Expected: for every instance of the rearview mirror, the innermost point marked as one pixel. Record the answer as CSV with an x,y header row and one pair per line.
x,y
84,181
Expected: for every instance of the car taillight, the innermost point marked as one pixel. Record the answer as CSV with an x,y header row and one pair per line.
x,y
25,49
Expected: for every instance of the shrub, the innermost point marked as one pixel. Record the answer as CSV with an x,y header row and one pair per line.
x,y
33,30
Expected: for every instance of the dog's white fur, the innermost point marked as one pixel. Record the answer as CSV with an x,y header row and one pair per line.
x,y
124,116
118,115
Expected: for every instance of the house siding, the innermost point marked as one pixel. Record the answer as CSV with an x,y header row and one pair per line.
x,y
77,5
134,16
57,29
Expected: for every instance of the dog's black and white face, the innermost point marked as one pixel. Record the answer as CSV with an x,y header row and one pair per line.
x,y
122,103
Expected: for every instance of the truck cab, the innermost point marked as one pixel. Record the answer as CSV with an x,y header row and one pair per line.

...

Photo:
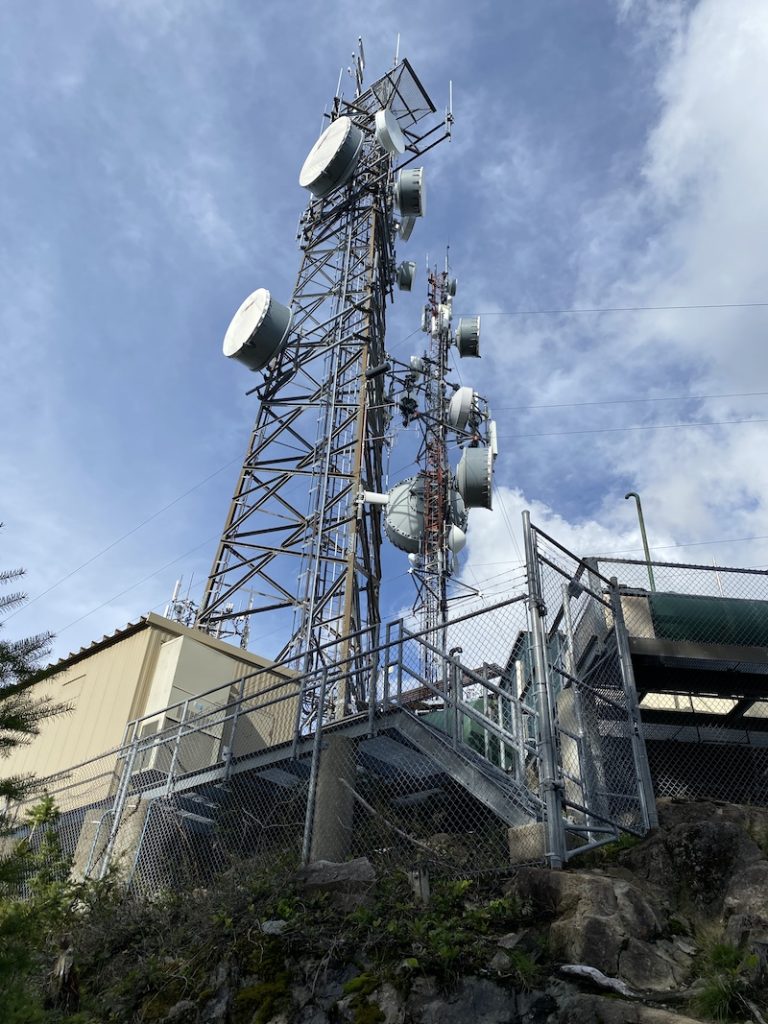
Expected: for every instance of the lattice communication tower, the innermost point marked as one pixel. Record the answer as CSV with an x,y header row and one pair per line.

TRY IT:
The lines above from the one containing "Expected: for every instance of the rearview" through the one containing "Expected: for every instance of the truck" are to be set down exactly, and no others.

RESULT OF THIS EXERCISE:
Expected: for every instance of the rearview mirror, the innermost point marked as one pixel. Record the answer as CSV with an x,y header row and one pair per line.
x,y
84,181
Expected: for every instance of the car taillight, the innermost point marked as one pixel. Record the answer as CSV with an x,y header row and one pair per line.
x,y
25,49
Expected: for every instance of the shrub, the innermost point marked as one pixel. Record the answer as CSV with an x,y header row and one pair per line.
x,y
33,30
Expected: for every instance of the dog's white fur, the innermost point marked as one pixel. Record the answer as CSV with an x,y header row and one pair per line.
x,y
124,116
118,115
Expected: for every instance of the house siding, the innermost point marked as one pixel. Record the answer as CSV with an x,y header row and one pair per line.
x,y
77,5
134,16
57,29
Expected: for every instance of the dog's black and white face, the innermost point marked as one pixel. Record the answer as CSV with an x,y header row and one pair per line.
x,y
122,103
Expected: for every instance of the truck cab, the innermost point marked as one pixel. Record the answer as CSV with an x,y header row and one pair per line.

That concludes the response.